* **Document extract**
____
T-Mobile recently angered thousands of long-term customers last month when they implemented price increases for a variety of legacy plans. The price increases were typically $5 per voice line and $2 per non-voice line (like tablets and watches).
Many customers think T-Mobile violated their agreement to never raise prices as part of the Price Lock guarantee. The original promise was that T-Mobile would never raise rates for price-locked customers, but in the end it seems only the fine print mattered, where T-Mobile promised to pay the last month’s bill if you wanted to leave due to a price increase.
As recently reported by Ars Technica, the FCC has apparently received over 1,600 complaints about the price increases at T-Mobile, with an unknown number of complaints also sent to the FTC. Time will tell if either of these organizations decide to do an investigation into the matter. T-Mobile certainly isn’t willing to negotiate with customers, and has a boilerplate letter they’re sending to those that complain.
There are also complaints that T-Mobile is refusing to honor even the final month’s bill clause as well, using excuses like “the customer didn’t contact us at the right time”.
Well, hilariously, even T-Mobile’s own internal ChatGPT-style chat bot, which is available to employees nationwide, says that Price Locked plans, including ones covered by the Un-Contract promise (more on that in a bit), are protected from price increases.
____
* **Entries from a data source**
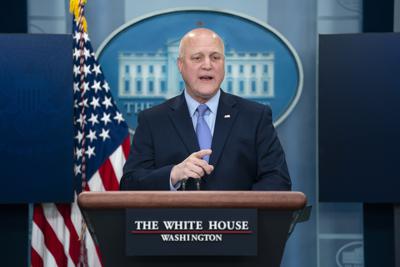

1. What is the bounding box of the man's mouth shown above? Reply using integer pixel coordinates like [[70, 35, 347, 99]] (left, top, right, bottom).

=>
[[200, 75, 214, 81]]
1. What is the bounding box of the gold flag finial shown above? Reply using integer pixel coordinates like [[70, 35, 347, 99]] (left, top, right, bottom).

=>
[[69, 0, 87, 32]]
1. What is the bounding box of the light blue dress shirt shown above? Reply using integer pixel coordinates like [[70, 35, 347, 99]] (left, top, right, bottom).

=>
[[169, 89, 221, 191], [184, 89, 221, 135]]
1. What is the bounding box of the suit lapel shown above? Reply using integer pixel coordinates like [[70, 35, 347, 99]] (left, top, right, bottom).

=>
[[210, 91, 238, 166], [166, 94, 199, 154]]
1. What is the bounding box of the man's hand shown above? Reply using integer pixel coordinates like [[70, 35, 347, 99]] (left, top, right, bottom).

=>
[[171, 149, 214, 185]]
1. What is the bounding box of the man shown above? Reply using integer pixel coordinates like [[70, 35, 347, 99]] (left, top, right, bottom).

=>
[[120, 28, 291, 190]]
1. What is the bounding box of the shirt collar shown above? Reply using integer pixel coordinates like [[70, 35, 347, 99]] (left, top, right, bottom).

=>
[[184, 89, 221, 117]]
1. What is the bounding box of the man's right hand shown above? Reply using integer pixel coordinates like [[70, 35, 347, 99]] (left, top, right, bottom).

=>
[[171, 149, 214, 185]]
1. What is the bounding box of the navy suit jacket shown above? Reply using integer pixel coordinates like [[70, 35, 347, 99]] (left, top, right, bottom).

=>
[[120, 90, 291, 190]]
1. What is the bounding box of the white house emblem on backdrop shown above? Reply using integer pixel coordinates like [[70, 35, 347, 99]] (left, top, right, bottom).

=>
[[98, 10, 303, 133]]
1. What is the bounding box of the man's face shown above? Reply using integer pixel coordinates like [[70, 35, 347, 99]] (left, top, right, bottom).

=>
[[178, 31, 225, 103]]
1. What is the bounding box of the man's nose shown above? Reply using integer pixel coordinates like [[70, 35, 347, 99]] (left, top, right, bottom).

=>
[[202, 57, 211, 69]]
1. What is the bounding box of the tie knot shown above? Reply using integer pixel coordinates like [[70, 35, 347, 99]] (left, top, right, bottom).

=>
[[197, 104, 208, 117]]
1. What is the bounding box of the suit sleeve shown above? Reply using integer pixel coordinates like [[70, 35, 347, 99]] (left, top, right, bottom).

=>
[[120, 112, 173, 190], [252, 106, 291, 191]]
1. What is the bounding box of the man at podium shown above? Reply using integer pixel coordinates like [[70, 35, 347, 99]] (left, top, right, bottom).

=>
____
* **Problems and tasks**
- 1) Copy out word for word the part of the article on T-Mobile's price increases that begins at the words "There are also" and stops after the words "from price increases.".
- 2) In the article on T-Mobile's price increases, what was the typical increase for each voice line?
- 3) Write what comes next in the article on T-Mobile's price increases, picking up after its last sentence.

* **Answers to the exercises**
- 1)
There are also complaints that T-Mobile is refusing to honor even the final month’s bill clause as well, using excuses like “the customer didn’t contact us at the right time”.
Well, hilariously, even T-Mobile’s own internal ChatGPT-style chat bot, which is available to employees nationwide, says that Price Locked plans, including ones covered by the Un-Contract promise (more on that in a bit), are protected from price increases.

- 2) $5 per voice line.

- 3)
The bot even goes so far as to suggest the company could “face legal issues” for violating the Price Lock. It details specifically that the company could be in breach of contract or be violating consumer protections. It then, amusingly, goes on to say that violating Price Lock could affect their reputation, too. Surely not!
A big thing to note here is that the bot included “Un-Contract Promise” in the list of plans that would be protected. This particular promise comes from the era of the ONE plan, and was a sort of precursor to the modern Price Lock. Notably, many customers that are on the ONE plan were hit with price increases.
Of course, this is an AI chat bot using the same kinds of systems that ChatGPT and other online AI chat software is using. That means it’s prone to errors and obviously things it says can’t be taken as pure fact. That being said, the bot does have access to internal documentation to base its answers on, so is it really that far off?
Needless to say, this is more of an amusing situation than it is a “gotcha” moment for T-Mobile. We also don’t have the prompts used by the employee, though we trust our source to not have been trickily crafting them. Still, it’s pretty telling when even an automated system thinks the Price Lock is bogus.